• _Task to complete_
Would you quote the material below in full and unchanged?

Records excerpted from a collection
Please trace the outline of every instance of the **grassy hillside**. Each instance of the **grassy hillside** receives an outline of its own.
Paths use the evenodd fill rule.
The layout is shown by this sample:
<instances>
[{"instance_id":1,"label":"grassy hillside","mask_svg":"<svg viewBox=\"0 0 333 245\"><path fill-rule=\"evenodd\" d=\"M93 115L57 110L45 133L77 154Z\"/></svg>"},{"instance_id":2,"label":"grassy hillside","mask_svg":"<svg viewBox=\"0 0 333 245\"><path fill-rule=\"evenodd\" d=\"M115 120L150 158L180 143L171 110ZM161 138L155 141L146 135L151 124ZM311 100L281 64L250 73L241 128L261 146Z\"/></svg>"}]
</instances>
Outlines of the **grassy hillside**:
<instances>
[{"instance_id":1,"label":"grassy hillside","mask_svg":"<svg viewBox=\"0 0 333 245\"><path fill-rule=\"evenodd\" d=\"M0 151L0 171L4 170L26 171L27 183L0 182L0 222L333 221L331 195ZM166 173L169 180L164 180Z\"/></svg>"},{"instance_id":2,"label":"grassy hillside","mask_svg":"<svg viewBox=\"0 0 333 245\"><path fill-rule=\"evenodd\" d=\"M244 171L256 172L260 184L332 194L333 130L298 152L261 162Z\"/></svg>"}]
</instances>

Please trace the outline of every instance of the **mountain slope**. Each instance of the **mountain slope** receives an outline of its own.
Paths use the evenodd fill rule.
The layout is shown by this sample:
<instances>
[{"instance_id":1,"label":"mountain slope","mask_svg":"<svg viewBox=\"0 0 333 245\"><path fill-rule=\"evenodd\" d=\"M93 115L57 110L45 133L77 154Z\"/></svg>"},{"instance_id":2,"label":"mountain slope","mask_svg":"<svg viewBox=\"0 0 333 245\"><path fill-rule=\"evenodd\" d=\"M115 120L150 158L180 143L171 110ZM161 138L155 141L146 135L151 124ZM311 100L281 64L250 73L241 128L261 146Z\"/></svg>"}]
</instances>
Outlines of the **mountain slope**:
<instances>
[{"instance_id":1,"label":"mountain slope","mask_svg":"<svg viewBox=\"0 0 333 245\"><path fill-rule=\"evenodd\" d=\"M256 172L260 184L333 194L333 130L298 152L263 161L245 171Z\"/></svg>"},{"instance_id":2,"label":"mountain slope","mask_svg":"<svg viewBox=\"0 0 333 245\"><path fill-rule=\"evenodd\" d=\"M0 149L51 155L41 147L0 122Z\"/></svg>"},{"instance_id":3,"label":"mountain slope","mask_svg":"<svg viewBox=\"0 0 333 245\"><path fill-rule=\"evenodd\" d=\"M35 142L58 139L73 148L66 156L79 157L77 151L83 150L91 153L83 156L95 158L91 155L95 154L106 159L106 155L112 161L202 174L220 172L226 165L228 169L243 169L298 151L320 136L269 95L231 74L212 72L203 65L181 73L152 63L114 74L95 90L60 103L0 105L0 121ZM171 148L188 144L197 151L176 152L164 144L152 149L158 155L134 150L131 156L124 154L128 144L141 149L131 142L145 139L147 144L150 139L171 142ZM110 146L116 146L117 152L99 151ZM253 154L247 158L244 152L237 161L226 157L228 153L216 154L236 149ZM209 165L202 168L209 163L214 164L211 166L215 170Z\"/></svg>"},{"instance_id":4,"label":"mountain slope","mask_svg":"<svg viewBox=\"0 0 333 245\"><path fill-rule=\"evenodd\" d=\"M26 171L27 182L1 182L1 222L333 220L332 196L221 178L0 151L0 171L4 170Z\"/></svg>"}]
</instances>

• _Response to this exercise_
Please trace the outline of every instance of the **grassy hillside**. Each instance of the **grassy hillside** receives an outline of its own.
Paths use the evenodd fill rule.
The layout is shown by this sample:
<instances>
[{"instance_id":1,"label":"grassy hillside","mask_svg":"<svg viewBox=\"0 0 333 245\"><path fill-rule=\"evenodd\" d=\"M93 115L57 110L45 133L77 154Z\"/></svg>"},{"instance_id":2,"label":"grassy hillside","mask_svg":"<svg viewBox=\"0 0 333 245\"><path fill-rule=\"evenodd\" d=\"M115 120L150 158L180 143L171 110ZM161 138L155 141L146 135L151 124ZM311 100L281 64L250 73L241 128L261 146Z\"/></svg>"}]
</instances>
Outlines of the **grassy hillside**:
<instances>
[{"instance_id":1,"label":"grassy hillside","mask_svg":"<svg viewBox=\"0 0 333 245\"><path fill-rule=\"evenodd\" d=\"M0 151L0 171L4 170L26 171L27 183L0 182L0 222L333 221L331 195ZM166 173L169 180L164 180Z\"/></svg>"},{"instance_id":2,"label":"grassy hillside","mask_svg":"<svg viewBox=\"0 0 333 245\"><path fill-rule=\"evenodd\" d=\"M244 171L256 172L260 184L332 194L333 130L298 152L261 162Z\"/></svg>"}]
</instances>

Please trace the outline of every instance of the **mountain slope**. Each instance of the **mountain slope** receives an outline of its own.
Paths use the evenodd fill rule.
The layout is shown by this sample:
<instances>
[{"instance_id":1,"label":"mountain slope","mask_svg":"<svg viewBox=\"0 0 333 245\"><path fill-rule=\"evenodd\" d=\"M93 115L57 110L45 133L77 154Z\"/></svg>"},{"instance_id":2,"label":"mountain slope","mask_svg":"<svg viewBox=\"0 0 333 245\"><path fill-rule=\"evenodd\" d=\"M115 120L150 158L180 143L171 110ZM161 138L155 141L146 135L151 124ZM311 100L281 64L250 73L241 128L261 146Z\"/></svg>"}]
</instances>
Outlines of the **mountain slope**:
<instances>
[{"instance_id":1,"label":"mountain slope","mask_svg":"<svg viewBox=\"0 0 333 245\"><path fill-rule=\"evenodd\" d=\"M256 172L260 184L333 194L333 130L298 152L263 161L245 171Z\"/></svg>"},{"instance_id":2,"label":"mountain slope","mask_svg":"<svg viewBox=\"0 0 333 245\"><path fill-rule=\"evenodd\" d=\"M0 149L51 155L41 147L0 122Z\"/></svg>"},{"instance_id":3,"label":"mountain slope","mask_svg":"<svg viewBox=\"0 0 333 245\"><path fill-rule=\"evenodd\" d=\"M35 142L58 139L73 148L66 156L79 157L77 151L83 150L91 153L83 156L95 158L91 155L95 154L106 159L106 155L112 161L202 174L220 172L226 165L228 169L243 169L298 151L320 136L269 95L231 74L212 72L203 65L181 73L152 63L114 74L95 90L60 103L0 105L0 121ZM171 148L188 144L197 151L176 152L164 144L152 149L158 155L134 150L131 156L124 154L128 144L141 149L131 142L145 139L147 144L150 139L171 142ZM110 146L116 146L117 152L99 151ZM253 154L247 158L244 152L237 161L226 157L228 153L216 154L236 149ZM209 165L202 168L209 163L214 164L211 166L215 170Z\"/></svg>"},{"instance_id":4,"label":"mountain slope","mask_svg":"<svg viewBox=\"0 0 333 245\"><path fill-rule=\"evenodd\" d=\"M26 171L27 182L1 182L1 222L333 220L332 196L221 178L0 151L0 171L4 170Z\"/></svg>"}]
</instances>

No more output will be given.